Could every line of the data be copied out once more, exactly?

= = = =

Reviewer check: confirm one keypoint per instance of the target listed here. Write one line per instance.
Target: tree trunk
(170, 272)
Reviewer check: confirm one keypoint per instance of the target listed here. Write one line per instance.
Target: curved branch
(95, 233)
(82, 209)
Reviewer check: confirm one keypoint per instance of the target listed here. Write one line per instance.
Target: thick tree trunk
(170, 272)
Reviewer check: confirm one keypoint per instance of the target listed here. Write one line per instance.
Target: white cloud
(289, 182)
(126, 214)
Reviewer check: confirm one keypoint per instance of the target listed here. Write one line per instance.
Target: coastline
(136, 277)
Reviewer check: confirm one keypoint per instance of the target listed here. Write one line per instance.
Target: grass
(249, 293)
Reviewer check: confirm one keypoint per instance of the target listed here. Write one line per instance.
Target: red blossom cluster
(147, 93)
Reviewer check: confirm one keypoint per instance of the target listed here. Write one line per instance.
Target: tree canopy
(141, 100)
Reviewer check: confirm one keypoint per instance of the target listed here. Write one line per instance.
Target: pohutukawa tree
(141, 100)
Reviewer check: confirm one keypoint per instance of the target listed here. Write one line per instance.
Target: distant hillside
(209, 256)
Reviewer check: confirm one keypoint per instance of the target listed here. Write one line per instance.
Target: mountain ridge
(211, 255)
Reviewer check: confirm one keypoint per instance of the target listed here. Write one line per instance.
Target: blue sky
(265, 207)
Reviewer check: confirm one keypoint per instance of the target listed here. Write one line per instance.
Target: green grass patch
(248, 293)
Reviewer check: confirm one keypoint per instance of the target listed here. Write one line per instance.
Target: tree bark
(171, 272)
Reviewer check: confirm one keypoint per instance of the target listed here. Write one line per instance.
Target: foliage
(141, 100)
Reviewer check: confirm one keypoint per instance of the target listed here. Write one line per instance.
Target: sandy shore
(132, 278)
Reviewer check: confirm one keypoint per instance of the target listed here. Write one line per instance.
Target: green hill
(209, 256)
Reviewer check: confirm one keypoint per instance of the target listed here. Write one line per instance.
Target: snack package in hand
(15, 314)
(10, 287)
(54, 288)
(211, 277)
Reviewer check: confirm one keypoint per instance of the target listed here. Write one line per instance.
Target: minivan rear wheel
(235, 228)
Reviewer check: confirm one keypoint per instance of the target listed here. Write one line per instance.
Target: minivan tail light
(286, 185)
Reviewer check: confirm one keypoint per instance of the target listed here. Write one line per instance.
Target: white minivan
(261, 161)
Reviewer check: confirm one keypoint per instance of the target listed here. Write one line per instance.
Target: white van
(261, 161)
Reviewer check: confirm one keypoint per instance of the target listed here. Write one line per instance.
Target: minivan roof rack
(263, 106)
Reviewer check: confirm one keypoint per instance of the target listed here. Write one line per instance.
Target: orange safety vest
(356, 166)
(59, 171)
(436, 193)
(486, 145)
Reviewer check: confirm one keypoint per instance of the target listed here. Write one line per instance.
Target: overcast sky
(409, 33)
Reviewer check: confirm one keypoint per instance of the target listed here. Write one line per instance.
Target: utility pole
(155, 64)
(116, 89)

= = = =

Answer box:
Reviewer check: confirm one keypoint per instance of the target listed here. Write one line per instance.
Target: tree trunk
(170, 272)
Reviewer check: confirm one keypoint per instance of the target listed here. Write one line per instance.
Target: curved branch
(95, 233)
(82, 209)
Reviewer check: confirm one keypoint per instance of the target listed here. Write one line per instance.
Target: thick tree trunk
(170, 272)
Reviewer check: confirm one keypoint per instance of the target listed here. Write one line per instance.
Target: white cloud
(289, 182)
(126, 214)
Reviewer check: confirm one keypoint per instance of the target listed here. Write one line per instance.
Target: coastline
(136, 277)
Reviewer check: confirm one keypoint per instance of the target listed here. Write one line per instance.
Target: grass
(249, 293)
Reviewer check: confirm one keypoint per instance of the target listed here. Write one line per instance.
Target: red blossom cluster
(147, 93)
Reviewer check: confirm one keypoint per instance of the target listed here. Write one line per instance.
Target: tree canopy
(141, 100)
Reviewer check: confirm one keypoint per instance of the target listed here. Write one line per instance.
Target: pohutukawa tree
(141, 100)
Reviewer check: confirm one keypoint per instance of the target listed here. Write one line per instance.
Target: distant hillside
(209, 256)
Reviewer check: confirm one keypoint per instance of the target listed here. Write one line per instance.
Target: mountain ridge
(211, 255)
Reviewer check: confirm one keypoint per instance of the target listed here. Write one line per instance.
Target: blue sky
(265, 207)
Reviewer check: confirm one keypoint per instance of the target listed here. Write one line per instance.
Target: green grass patch
(248, 293)
Reviewer check: confirm one keypoint per instance of the target listed here. Write one line per instance.
Target: tree bark
(171, 272)
Reviewer check: confirm one keypoint per instance of the target listed here. Write one line per instance.
Target: foliage
(141, 100)
Reviewer check: confirm one keypoint per instance of the target listed here. Write one line per instance.
Target: sandy shore
(132, 278)
Reviewer check: confirm one keypoint per instance of the target listed here. Write one line per instance.
Target: green hill
(209, 256)
Reviewer check: confirm one keypoint per instance of the target listed here. Write one line per instance.
Target: snack package in hand
(15, 314)
(10, 287)
(54, 288)
(211, 277)
Reviewer check: confirm one keypoint per instance of the target listed here. Write one line per instance.
Target: minivan rear wheel
(235, 228)
Reviewer check: confirm one keypoint per instance of the target listed here. Write one line per instance.
Target: minivan tail light
(286, 185)
Reviewer check: confirm one keypoint per instance of the target listed here. Write one line per instance.
Target: white minivan
(261, 161)
Reviewer check: confirm one keypoint per instance of the target listed here. Write one line per instance.
Target: white van
(261, 161)
Reviewer check: confirm one keypoint per instance of the target listed here. Write one line per instance.
Target: minivan roof rack
(263, 106)
Reviewer check: confirm one keypoint per instance of the target listed here. Write one line per instance.
Target: orange safety vest
(356, 166)
(59, 171)
(436, 193)
(486, 145)
Reviewer check: confirm one keypoint per instance of the target listed here. Write one line per instance.
Target: overcast sky
(409, 33)
Reviewer check: confirm one keypoint per instance of the target listed here. Write one line per instance.
Target: utility pole
(155, 64)
(116, 89)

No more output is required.